### Task prompt
Reproduce the lines below verbatim. Pictures are to be omitted.

Stored data entries
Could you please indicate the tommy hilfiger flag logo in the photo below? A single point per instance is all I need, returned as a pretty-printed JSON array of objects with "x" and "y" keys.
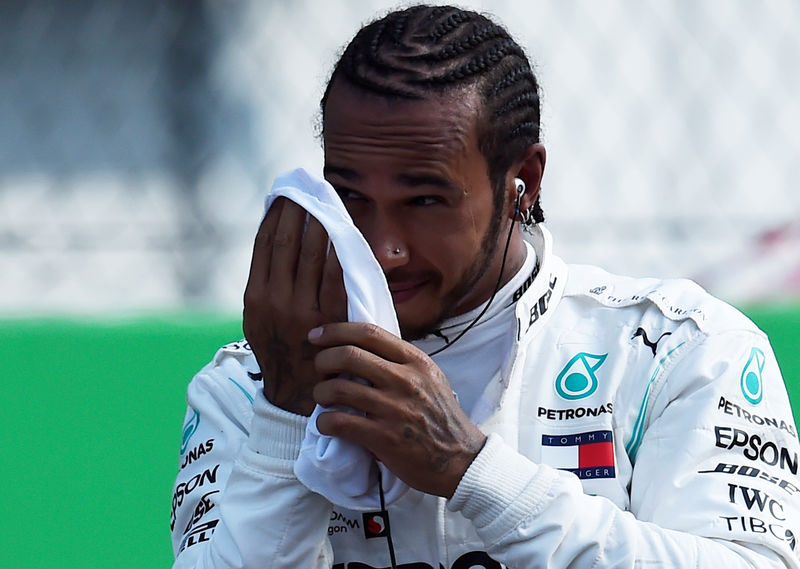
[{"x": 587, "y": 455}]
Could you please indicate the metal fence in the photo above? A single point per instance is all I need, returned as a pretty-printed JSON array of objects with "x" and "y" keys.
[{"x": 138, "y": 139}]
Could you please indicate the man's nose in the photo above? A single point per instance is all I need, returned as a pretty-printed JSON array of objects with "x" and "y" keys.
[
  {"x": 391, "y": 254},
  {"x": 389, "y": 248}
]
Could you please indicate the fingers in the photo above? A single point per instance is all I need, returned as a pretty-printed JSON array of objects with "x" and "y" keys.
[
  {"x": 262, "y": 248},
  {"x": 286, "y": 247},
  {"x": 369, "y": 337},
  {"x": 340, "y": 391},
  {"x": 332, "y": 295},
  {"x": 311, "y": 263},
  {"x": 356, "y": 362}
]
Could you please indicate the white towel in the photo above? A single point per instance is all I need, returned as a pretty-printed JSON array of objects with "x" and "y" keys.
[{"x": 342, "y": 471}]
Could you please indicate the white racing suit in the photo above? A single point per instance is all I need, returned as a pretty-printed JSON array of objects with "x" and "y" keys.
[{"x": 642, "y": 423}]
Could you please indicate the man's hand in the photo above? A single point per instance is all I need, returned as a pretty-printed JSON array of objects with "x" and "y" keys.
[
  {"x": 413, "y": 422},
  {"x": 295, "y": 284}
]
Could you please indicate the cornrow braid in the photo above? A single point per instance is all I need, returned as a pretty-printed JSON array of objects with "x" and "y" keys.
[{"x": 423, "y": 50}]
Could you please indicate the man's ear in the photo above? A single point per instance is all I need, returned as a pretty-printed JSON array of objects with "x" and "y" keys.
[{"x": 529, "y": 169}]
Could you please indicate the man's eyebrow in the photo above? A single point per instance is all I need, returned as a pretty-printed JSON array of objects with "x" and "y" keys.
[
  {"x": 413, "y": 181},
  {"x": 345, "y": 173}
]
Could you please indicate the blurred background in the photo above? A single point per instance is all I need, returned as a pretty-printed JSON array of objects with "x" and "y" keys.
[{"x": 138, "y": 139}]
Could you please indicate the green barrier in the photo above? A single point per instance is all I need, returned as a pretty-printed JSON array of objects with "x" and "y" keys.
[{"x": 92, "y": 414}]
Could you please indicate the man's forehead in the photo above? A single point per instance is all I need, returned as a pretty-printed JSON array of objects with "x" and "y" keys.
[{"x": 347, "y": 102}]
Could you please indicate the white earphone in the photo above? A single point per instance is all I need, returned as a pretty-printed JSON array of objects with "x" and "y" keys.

### Result for this task
Could you please indicate the tommy hilfiger flag logo in the photo below? A single point per instance is all I need, returned as a pretty-printed JSON array of objects with "x" and "y" keys.
[{"x": 587, "y": 455}]
Could you please indicate the metal fence in the photo above? A single point per instance is all I need, returned as a pretty-printed JSON array of objects with "x" and "y" keys.
[{"x": 138, "y": 139}]
Could you please indicate the man's nose in the photo above? A single point per instance is all I need, returned as a pretty-printed JSON array of objects with "x" and "y" keys.
[
  {"x": 391, "y": 254},
  {"x": 389, "y": 248}
]
Could you please indicate the fingers in the photo above? A single point per instance is all I need, returned as a pretty-printed JSON array of objects with "x" and "y" keys.
[
  {"x": 262, "y": 248},
  {"x": 286, "y": 247},
  {"x": 369, "y": 337},
  {"x": 340, "y": 391},
  {"x": 332, "y": 295},
  {"x": 311, "y": 263},
  {"x": 356, "y": 362}
]
Could you please indicate the white towel in the photo above? A single point per instance is all I need, returned as a pretty-printed JSON array of objects with "x" and "y" keys.
[{"x": 342, "y": 471}]
Could you please indicate the white racing suit in the photo above? A single point per instance is all I need, returned as a pretty-printed JSON array of objects with "x" and "y" keys.
[{"x": 642, "y": 423}]
Could you please indicate the man's hand in the photo above? A single point per instance is all I need, returned as a pretty-printed JSON array of objects with "x" and "y" keys.
[
  {"x": 413, "y": 422},
  {"x": 295, "y": 284}
]
Could you please indicate the cornrow braid in the photo above? A single point per instance is all I need, returned as a pretty-printed JSON array of objects with "x" and "y" keys.
[{"x": 423, "y": 50}]
Could you please indicate the man's ear in the photo above? A single point per instance is all I need, returned as a pretty-printed JSON array of objects with "x" and "y" keys.
[{"x": 529, "y": 169}]
Could you please indicate the man's eyebrow in the photo above? A single point per instance is all I need, returned as a pretty-printed JSON array of objects with "x" and "y" keys.
[
  {"x": 413, "y": 181},
  {"x": 345, "y": 173}
]
Could you please indicate the blurred background in the photo above? A single point per instance is all I need, returned as a pretty-printed JSON array of objects with "x" and "y" keys.
[{"x": 138, "y": 139}]
Could you please indicate the green barrier in the photo above? A single point per instance is all I need, returned as a pretty-printed JSON array of objects with "x" and "y" keys.
[{"x": 92, "y": 414}]
Could you please indicate the man's forehead in the photo above? A single point per instance is all I need, returned as a pretty-printed JSON array of objects with "x" and "y" keys.
[{"x": 347, "y": 102}]
Could you please indicate the white earphone in the photo above? A single point per instance is all I need, returned as a pretty-printed JSON array of objects with "x" and "y" keys.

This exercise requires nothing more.